### WHAT IS BEING ASKED
Output the data from the line containing "of the metal" through the end as a two-column CSV with the header text,answer. Put each text and its answer on one row, quote every field, and replace line breaks with spaces.

### WORKING DATA
==============================
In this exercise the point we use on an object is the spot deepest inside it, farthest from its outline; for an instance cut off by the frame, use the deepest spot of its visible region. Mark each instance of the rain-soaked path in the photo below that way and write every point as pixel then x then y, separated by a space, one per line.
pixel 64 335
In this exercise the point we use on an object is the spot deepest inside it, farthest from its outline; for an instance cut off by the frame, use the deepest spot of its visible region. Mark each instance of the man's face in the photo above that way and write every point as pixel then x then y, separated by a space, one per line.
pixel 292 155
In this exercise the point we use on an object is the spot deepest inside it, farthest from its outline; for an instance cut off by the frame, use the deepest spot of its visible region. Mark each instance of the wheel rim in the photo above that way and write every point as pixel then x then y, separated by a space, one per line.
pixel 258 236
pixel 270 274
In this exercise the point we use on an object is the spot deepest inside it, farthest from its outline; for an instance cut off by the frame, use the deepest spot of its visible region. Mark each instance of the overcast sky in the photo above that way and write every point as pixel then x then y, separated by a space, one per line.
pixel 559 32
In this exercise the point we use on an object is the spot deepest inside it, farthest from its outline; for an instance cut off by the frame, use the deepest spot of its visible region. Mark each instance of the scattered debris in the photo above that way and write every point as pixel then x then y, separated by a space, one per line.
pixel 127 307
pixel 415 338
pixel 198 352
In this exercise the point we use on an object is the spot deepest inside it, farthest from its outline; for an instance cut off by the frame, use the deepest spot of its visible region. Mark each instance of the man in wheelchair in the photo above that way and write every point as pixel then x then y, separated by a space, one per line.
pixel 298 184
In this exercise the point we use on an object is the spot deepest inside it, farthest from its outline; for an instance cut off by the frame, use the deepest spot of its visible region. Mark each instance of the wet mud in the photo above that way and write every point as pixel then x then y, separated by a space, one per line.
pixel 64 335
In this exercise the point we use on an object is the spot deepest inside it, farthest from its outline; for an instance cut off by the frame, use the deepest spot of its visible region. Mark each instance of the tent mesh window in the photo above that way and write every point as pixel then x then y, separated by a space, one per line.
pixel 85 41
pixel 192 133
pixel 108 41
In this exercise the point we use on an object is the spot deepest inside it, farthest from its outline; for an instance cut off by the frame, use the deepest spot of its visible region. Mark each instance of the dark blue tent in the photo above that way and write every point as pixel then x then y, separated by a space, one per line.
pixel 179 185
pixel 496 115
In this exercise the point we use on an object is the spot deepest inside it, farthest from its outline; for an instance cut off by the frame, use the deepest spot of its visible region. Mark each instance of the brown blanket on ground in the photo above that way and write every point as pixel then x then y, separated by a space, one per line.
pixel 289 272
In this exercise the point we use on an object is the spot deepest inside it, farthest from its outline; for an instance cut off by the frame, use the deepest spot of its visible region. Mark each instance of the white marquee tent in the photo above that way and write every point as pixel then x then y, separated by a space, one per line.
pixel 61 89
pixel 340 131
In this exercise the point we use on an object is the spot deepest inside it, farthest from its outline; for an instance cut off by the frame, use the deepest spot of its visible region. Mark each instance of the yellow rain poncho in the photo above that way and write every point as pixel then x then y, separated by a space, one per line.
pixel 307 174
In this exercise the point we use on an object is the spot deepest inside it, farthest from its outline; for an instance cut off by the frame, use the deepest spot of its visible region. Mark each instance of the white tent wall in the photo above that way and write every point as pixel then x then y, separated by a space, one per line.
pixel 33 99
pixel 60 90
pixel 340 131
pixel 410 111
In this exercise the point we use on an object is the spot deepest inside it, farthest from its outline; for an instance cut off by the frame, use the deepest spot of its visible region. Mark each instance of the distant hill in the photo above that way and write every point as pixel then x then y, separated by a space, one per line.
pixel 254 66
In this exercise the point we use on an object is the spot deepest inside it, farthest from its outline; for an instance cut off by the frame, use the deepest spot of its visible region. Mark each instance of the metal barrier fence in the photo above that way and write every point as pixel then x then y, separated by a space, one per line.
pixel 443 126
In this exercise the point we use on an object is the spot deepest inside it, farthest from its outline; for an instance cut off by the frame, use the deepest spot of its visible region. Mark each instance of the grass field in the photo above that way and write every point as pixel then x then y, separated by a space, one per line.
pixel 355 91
==============================
### SOLUTION FOR THIS PROBLEM
text,answer
"In this exercise the point we use on an object is the spot deepest inside it, farthest from its outline; for an instance cut off by the frame, use the deepest spot of its visible region. Mark each instance of the metal barrier fence in the photo above that way and write every point as pixel then x then y, separated by a space, one per line.","pixel 443 126"
"In this exercise the point we use on an object is the spot deepest inside it, farthest from its outline; for an instance cut off by the frame, use the deepest spot of its visible region. Mark each instance of the grass field in the photo above that way and write every point as pixel then x then y, separated by a space, one per line.","pixel 355 91"